● Exercise: Return every line of the records below without any change, character for character.

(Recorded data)
+++++
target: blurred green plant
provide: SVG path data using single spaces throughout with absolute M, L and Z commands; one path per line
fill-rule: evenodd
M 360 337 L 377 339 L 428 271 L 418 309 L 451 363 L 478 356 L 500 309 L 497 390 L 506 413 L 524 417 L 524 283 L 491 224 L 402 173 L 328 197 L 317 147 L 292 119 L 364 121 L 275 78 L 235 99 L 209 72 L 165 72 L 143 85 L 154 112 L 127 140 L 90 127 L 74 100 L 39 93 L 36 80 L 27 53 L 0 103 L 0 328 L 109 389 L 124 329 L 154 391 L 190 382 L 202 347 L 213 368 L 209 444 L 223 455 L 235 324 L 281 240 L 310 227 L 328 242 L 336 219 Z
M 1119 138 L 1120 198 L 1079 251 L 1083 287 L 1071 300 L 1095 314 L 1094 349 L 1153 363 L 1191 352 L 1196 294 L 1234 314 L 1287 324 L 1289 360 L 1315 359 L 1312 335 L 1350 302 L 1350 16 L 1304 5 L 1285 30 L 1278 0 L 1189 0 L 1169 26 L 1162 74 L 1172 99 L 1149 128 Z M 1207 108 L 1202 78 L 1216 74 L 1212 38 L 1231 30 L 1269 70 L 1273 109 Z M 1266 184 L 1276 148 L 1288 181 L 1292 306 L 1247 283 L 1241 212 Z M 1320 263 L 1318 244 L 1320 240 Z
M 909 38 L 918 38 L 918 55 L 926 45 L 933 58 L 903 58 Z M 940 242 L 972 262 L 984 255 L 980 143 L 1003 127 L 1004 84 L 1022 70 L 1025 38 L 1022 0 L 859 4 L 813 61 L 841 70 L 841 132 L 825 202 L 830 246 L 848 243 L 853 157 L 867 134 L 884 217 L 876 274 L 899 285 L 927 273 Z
+++++
● Result:
target: blurred green plant
provide: SVG path data using single spaces throughout with absolute M, L and Z commands; one path per line
fill-rule: evenodd
M 360 337 L 377 339 L 428 271 L 418 309 L 451 363 L 478 356 L 500 309 L 497 390 L 506 413 L 524 417 L 524 283 L 491 224 L 402 173 L 328 197 L 317 147 L 292 119 L 364 121 L 275 78 L 235 99 L 209 72 L 165 72 L 143 85 L 154 112 L 127 140 L 90 127 L 74 100 L 39 93 L 36 80 L 27 53 L 0 103 L 0 328 L 109 389 L 124 329 L 154 391 L 190 382 L 202 347 L 213 368 L 209 444 L 223 455 L 235 324 L 281 240 L 310 227 L 328 242 L 336 219 Z
M 1119 138 L 1120 198 L 1079 251 L 1083 287 L 1071 300 L 1095 314 L 1094 349 L 1153 363 L 1191 352 L 1196 294 L 1234 314 L 1287 324 L 1289 360 L 1315 359 L 1312 335 L 1350 302 L 1350 16 L 1304 5 L 1285 30 L 1278 0 L 1189 0 L 1169 26 L 1162 74 L 1172 99 L 1149 128 Z M 1207 108 L 1202 78 L 1216 74 L 1212 38 L 1231 30 L 1269 70 L 1273 109 Z M 1266 184 L 1276 148 L 1288 181 L 1292 306 L 1247 283 L 1241 212 Z M 1320 263 L 1318 244 L 1320 240 Z
M 909 38 L 918 38 L 918 55 L 926 45 L 933 58 L 903 58 Z M 940 242 L 972 262 L 984 255 L 980 143 L 1003 127 L 1004 84 L 1022 70 L 1025 38 L 1022 0 L 859 4 L 813 61 L 841 70 L 841 132 L 825 202 L 830 246 L 848 243 L 853 157 L 867 134 L 884 217 L 876 274 L 899 285 L 927 273 Z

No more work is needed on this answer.